* [DIRECTIONS]: Each line from the line containing "the chair seat" through the last line of the entries is to be reproduced exactly as it stands.

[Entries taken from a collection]
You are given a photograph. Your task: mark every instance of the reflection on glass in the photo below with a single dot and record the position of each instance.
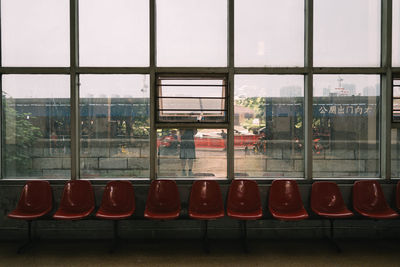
(269, 135)
(396, 153)
(192, 33)
(346, 126)
(191, 153)
(114, 33)
(114, 125)
(347, 33)
(269, 33)
(396, 33)
(36, 126)
(35, 33)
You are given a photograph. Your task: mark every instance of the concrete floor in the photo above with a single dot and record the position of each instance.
(190, 253)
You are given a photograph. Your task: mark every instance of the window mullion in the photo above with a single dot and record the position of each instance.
(308, 87)
(386, 90)
(152, 57)
(74, 91)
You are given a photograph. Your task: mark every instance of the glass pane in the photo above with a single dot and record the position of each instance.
(269, 135)
(191, 153)
(347, 33)
(269, 33)
(35, 33)
(36, 126)
(396, 101)
(188, 99)
(396, 153)
(114, 33)
(192, 33)
(115, 125)
(346, 126)
(396, 33)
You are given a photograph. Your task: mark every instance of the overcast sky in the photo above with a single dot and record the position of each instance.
(190, 33)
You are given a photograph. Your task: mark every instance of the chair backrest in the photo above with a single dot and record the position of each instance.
(244, 195)
(77, 196)
(368, 196)
(36, 196)
(326, 197)
(118, 196)
(284, 196)
(205, 197)
(163, 196)
(398, 195)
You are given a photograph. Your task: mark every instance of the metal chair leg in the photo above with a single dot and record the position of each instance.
(115, 237)
(243, 224)
(29, 242)
(205, 237)
(331, 238)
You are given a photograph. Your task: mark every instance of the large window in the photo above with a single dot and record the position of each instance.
(194, 89)
(263, 38)
(35, 33)
(346, 126)
(114, 33)
(192, 33)
(347, 33)
(114, 112)
(191, 153)
(36, 126)
(269, 135)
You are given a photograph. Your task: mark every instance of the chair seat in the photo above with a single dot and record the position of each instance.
(118, 201)
(35, 201)
(249, 215)
(108, 215)
(244, 201)
(26, 215)
(369, 200)
(285, 202)
(327, 201)
(163, 202)
(381, 214)
(206, 216)
(295, 215)
(205, 201)
(335, 214)
(162, 215)
(69, 215)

* [SOLUTION]:
You are given a photograph. Your task: mark every instance of the chair seat in the photo above with a single dot and record the position of each instance.
(118, 201)
(35, 201)
(249, 215)
(108, 215)
(244, 201)
(26, 215)
(369, 200)
(285, 202)
(327, 201)
(163, 202)
(381, 214)
(206, 216)
(295, 215)
(205, 201)
(335, 214)
(162, 215)
(69, 215)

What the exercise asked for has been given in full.